::: Extract :::

Say What?!* How Can My Sugar Intake Be Related To My Cholesterol?

Updated: Dec 12, 2018

News flash: the "high triglycerides" your doctor drew your attention to on your latest lab results are an indication of your body's declining ability to metabolize sugar, not to mention an increased risk of insulin resistance, obesity, cardiovascular disease, non-alcohol fatty liver disease, dementia, not to mention a whole host of other metabolic and inflammatory disorders.

It's true; Your body’s inability to metabolize sugar can adversely impact cholesterol levels.

To better understand how excessive sugar (or refined carbohydrates) intake can influence cholesterol let's take a closer look at what is really going on.

Consider for a moment all the forms of sugar you might consume on a given day whether it may be from more obvious sources such as desserts, soda or alcohol; or somewhat hidden sources such as packaged foods, sandwich bread, ketchup, or breakfast syrup; as well as the natural sugar found in fruits, vegetables, milk and honey.

Your body uses sugar for energy. The primary mechanism to deliver sugar into your cells for energy relies on the ability of your pancreas to produce and secrete insulin. You could think of insulin as the FedEx delivery truck delivering sugar to your cells. Your body also relies on working insulin receptors to essentially, meet the FedEx delivery and receive the package or, in this case glucose (i.e. sugar) and deliver it into the cell as fuel to generate energy.

When the amount of sugar you consume exceeds your body’s energy needs, your body is faced with a “sugar surplus.” Whether this surplus is relatively small or large, there are a few ways in which your body must deal with this "surplus." When it is overwhelmed repeatedly, insulin and the insulin receptors have a difficult time keeping up with the surge of activity. Chronic, excessive demands overwhelm your body’s ability to keep up with this surplus. Many of your body’s organs, and consequently your body’s functions, begin to suffer because of it. We begin to see evidence of this when we look at blood test results such as cholesterol profile or what is called a fractionated lipid analysis.

One of the ways in which this “sugar surplus” negatively impacts your body has to do with cholesterol levels and liver function. Because your liver is taxed with job of converting excess sugar to a form which can either be stored for future energy demands or into fatty acids (i.e. triglycerides), excessive sugar consumption will result in higher triglyceride levels. You can prevent high triglycerides by limiting the amount of sugar in your food and beverages. Keep a careful watch on how many of the foods you choose contain added sugar, high fructose corn syrup, and other refined sweeteners. Aim to replace refined and artificial sweeteners with more natural forms, but ultimately the goal is to tame those sugar cravings and consume less so as not to constantly overwhelm your body’s ability to metabolize excess sugar.

::: Raw data :::

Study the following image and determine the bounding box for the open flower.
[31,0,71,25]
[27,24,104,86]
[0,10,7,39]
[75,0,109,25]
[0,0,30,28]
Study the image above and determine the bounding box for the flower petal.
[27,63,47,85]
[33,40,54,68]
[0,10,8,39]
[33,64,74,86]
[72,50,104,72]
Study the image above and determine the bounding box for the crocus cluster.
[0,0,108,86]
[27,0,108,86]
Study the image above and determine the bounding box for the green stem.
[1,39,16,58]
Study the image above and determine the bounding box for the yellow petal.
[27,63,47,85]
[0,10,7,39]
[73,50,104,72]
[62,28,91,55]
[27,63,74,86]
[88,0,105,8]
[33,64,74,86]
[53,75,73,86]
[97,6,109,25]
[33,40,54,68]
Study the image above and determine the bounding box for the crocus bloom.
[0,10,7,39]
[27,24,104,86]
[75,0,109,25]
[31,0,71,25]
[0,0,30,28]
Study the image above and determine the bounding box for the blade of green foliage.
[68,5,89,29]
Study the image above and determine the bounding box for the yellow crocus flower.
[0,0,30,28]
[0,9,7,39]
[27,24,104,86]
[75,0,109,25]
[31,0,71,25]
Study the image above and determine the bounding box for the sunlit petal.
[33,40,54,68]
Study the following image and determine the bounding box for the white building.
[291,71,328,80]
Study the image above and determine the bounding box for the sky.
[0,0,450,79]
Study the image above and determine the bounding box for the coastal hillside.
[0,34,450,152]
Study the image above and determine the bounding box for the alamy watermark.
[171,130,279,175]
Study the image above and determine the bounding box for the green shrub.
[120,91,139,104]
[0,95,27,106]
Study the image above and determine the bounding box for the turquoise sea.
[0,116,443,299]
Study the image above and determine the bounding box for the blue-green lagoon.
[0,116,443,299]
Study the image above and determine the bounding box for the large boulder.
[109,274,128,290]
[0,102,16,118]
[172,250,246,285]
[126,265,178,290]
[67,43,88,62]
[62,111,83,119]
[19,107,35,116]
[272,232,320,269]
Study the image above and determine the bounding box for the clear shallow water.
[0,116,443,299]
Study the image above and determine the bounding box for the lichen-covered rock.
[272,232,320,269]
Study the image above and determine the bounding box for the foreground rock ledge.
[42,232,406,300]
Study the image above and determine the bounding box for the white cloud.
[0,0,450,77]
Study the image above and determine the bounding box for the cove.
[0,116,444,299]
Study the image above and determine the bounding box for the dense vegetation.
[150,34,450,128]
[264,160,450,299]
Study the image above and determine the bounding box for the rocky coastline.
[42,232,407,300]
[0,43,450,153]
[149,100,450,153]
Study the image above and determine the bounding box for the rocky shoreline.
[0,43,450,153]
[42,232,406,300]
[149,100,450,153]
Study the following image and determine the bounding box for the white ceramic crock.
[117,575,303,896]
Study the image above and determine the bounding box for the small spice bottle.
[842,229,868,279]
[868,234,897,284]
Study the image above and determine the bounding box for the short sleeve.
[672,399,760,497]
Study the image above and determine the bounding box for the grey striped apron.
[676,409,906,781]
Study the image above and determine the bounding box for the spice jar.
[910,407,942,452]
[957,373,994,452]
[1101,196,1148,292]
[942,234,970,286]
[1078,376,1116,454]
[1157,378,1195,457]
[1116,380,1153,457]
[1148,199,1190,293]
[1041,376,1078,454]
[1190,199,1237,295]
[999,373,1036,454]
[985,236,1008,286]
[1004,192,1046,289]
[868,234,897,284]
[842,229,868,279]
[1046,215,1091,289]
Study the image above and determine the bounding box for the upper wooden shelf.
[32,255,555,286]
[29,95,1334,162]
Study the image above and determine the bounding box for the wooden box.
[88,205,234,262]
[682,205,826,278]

:::

-- Explore the material --
1. List the "hidden" sugar sources named in the article on sugar and cholesterol.
2. In the article on sugar and cholesterol, rewrite the paragraph that begins "When the amount of sugar you consume exceeds" as a short list that keeps its main facts.
3. In the article on sugar and cholesterol, what is insulin compared to?

-- Your written answers --
1.
- packaged foods
- sandwich bread
- ketchup
- breakfast syrup

2.
- Eating more sugar than the body needs for energy creates a "sugar surplus" that the body must deal with.
- Repeated overload makes it hard for insulin and insulin receptors to keep up.
- Chronic, excessive demand overwhelms the body, and many organs and functions begin to suffer.
- The damage shows up in blood tests such as a cholesterol profile, also called a fractionated lipid analysis.

3. A FedEx delivery truck that delivers sugar to the cells.